Topple the Walls, Open the Data

May 7, 2014

Matt Luchette 
 
May 7, 2014 | If Stephen Friend shares anything with Ronald Reagan, it’s his solution to complex problems: tear down this wall.
 
Friend, the president of Sage Bionetworks, gave the keynote presentation at the Bio-IT World Conference & Expo Wednesday morning on enhancing communication within the biomedical research community. Friend’s communication concerns span every level of research, from creating protein pathway models, to analyzing patient data.
 
Complexity is Key 
 
Biology has become too much like storytelling, said Friend, and searching for a narrative in our data has hidden the complexity of biological systems. 
 
“We like story-telling, […] but that’s not how we got through evolution,” he explained. 
 
The problem, he said, stems from grant agencies like the NIH who prioritize hypothesis-driven experiments, causing researchers to “extrapolate from the particular to the general.” In trying to build a narrative, researchers draw more sweeping conclusions than their data may suggest. The technique is fantastic for headlines (“Gene Predicts Time Of Death Down To Hour, Study Suggests”), but it creates a dogma that’s difficult to upend. Researchers analyzing a RAS pathway for potential therapeutics may each have different results, but as Friend explained, “that’s not noise, that’s signal.” Instead, the research community needs to learn how to embrace that complexity.

Records supplied |
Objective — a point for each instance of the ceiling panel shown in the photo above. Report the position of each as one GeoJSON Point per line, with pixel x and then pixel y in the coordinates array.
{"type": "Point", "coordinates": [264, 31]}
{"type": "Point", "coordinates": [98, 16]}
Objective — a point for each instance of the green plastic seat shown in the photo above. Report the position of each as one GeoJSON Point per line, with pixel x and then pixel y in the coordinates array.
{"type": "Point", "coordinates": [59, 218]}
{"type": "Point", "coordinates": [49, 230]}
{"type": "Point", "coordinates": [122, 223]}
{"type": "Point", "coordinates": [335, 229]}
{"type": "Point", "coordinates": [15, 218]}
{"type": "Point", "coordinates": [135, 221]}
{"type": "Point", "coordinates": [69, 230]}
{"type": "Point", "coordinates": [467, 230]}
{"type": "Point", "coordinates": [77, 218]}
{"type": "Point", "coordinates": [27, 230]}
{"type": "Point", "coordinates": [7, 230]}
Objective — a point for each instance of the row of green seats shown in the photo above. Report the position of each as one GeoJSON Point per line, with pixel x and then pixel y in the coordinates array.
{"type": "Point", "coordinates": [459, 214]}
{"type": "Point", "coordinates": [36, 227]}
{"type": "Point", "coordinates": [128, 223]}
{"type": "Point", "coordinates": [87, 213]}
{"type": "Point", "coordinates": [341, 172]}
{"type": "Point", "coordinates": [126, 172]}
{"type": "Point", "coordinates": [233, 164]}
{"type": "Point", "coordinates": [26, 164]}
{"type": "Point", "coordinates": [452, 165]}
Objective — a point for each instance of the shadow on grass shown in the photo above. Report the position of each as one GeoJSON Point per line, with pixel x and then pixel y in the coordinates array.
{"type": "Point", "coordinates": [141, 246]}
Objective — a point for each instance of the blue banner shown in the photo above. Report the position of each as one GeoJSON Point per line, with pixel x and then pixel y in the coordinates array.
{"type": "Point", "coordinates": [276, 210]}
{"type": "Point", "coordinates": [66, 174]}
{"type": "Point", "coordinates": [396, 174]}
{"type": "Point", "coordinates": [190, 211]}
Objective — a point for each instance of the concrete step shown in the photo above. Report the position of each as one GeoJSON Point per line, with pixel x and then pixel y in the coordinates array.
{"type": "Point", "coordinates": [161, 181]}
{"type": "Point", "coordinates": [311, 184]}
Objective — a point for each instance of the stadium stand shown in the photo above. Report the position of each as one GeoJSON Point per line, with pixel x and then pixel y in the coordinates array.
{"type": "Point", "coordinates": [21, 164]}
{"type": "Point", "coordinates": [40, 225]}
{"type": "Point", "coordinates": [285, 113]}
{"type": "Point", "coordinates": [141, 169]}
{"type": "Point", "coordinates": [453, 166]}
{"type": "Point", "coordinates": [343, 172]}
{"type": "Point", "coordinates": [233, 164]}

Work instructions |
(A) In the article about Stephen Friend's keynote, what organization is he president of?
(B) Extend the article about Stephen Friend's keynote, picking up after its last sentence.

Task answers |
(A) Sage Bionetworks.

(B)
 
Make Them Compete 
 
Embracing complexity requires experts, especially in multidisciplinary fields like cancer, and as Friend explained, “The person who generated that data may not be the best person to analyze it.” The solution, he says, is to move away from biology’s publication model for sharing data—which can delay a study’s published results for a year after the study was completed. 
Biomedical research could learn from the strong community in software development: Web-based services like GitHub, allow software engineers to collaborate on projects in real time. “We should have a GitHub,” he suggested. “I’m jealous of the software engineers.”
 
But this would discard one of the key features of the publication model: attribution. The key, says Friend, is building into these sharing tools ways for scientists to get credit for their work. “Prominence is essential,” he explained.
 
Synpase, a Web service from Sage Bionetworks, is Friend’s attempt to bring GitHub’s spirit to the lab bench. The idea is simple: big data has given us more genomics and clinical data, but the same number of scientists is left to analyze it. Tools that streamline communication can let more experts analyze a group’s data. Errors are caught faster, and a more diverse group of experts can get involved with a project. 
 
By hosting the TCGA data (The Cancer Genome Atlas) for cancer genotypes on Synpase, Friend said, the program allowed over 100 researchers from 30 institutions to work with the data. In nine months, the groups were able to publish 12 papers on the data.
 
Despite his enthusiasm, Friend is hesitant about how seamlessly such a program would be adopted. “I’m much more worried about the academics” than those in biotech, he said. The biotech industry has learned how to work in teams, but the tenure model of academia has made professors more reticent. 
 
One solution, he suggests, is competitions. The DREAM Challenge, hosted by Synapse, asks participants to use Alzheimer’s patients’ genome sequencing data to build a model that predicts cognitive changes over time. “If you want people to share,” said Sage, “let them compete.”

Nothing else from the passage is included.